* Text:
Spring has sprung. The snowstorms have turned into rain showers. Birds are chirping. Flowers will soon be blooming.
And Easter celebrations are right around the corner.
Many people are planning to spend time with family, such as Clara Tait, a Michigan State University senior. Tait, 21, said she’s excited to go home to Caseville, Michigan, for Easter. Yet, with larger gatherings, she’s wary of COVID-19.
“This time last year it was pretty bad for us, so we didn’t do anything,” said Tait, 21. “My mom and sister are both nurses, and they work at an elderly nursing home. We just didn’t do things because of that.”
Tait noticed changes in COVID-19 precautions when returning to her small town after living at a big university.
“Back home it will all be no masks. I come from a rural area,” she leaned in and said under her breath, “so they kind of don’t care.”

* Information shown:
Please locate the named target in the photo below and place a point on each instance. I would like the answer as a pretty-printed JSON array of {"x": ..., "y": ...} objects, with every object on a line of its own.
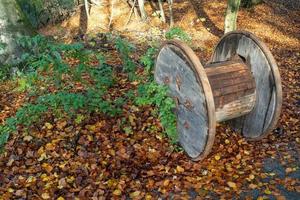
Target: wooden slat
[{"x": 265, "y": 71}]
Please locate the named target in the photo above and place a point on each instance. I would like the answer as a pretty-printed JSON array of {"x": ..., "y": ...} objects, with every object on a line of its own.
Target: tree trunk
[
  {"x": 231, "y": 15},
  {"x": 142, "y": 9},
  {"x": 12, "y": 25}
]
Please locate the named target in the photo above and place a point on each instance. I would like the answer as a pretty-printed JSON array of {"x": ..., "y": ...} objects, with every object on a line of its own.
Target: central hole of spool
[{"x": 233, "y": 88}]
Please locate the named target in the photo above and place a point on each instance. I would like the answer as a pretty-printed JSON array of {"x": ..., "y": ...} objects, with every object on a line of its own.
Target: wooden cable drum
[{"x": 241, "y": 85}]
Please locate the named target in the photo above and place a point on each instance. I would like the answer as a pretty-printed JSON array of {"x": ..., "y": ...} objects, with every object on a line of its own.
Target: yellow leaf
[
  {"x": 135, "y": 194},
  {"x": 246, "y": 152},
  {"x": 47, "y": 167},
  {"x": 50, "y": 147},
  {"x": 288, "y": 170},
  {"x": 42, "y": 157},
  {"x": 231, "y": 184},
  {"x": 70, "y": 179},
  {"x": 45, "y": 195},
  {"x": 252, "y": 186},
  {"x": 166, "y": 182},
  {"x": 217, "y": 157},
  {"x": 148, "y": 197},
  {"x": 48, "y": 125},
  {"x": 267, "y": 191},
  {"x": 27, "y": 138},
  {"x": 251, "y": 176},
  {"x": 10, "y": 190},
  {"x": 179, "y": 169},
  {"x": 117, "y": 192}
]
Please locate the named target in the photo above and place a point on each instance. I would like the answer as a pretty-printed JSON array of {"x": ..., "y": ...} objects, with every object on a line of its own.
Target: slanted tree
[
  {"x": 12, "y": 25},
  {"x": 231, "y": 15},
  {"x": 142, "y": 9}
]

--

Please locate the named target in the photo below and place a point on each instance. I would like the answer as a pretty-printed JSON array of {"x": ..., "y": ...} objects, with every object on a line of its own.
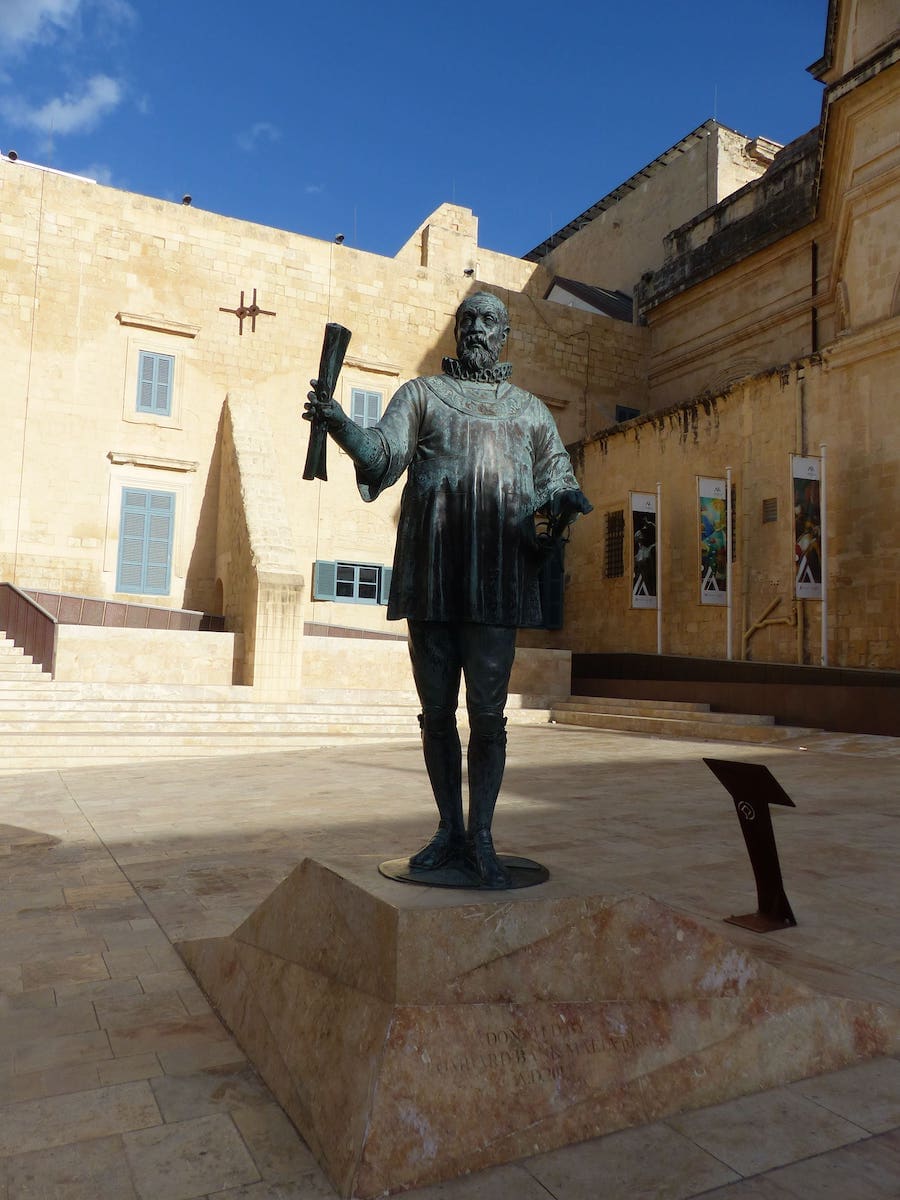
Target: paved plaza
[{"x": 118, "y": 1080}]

* Exercise requirements:
1. From the opening paragraph of the article about Easter and COVID-19, list each sign of spring it describes.
2. Copy the article about Easter and COVID-19 word for word, from "Many people are" up to and including "wary of COVID-19.".

* Expected outputs:
1.
- The snowstorms have turned into rain showers.
- Birds are chirping.
- Flowers will soon be blooming.

2.
Many people are planning to spend time with family, such as Clara Tait, a Michigan State University senior. Tait, 21, said she’s excited to go home to Caseville, Michigan, for Easter. Yet, with larger gatherings, she’s wary of COVID-19.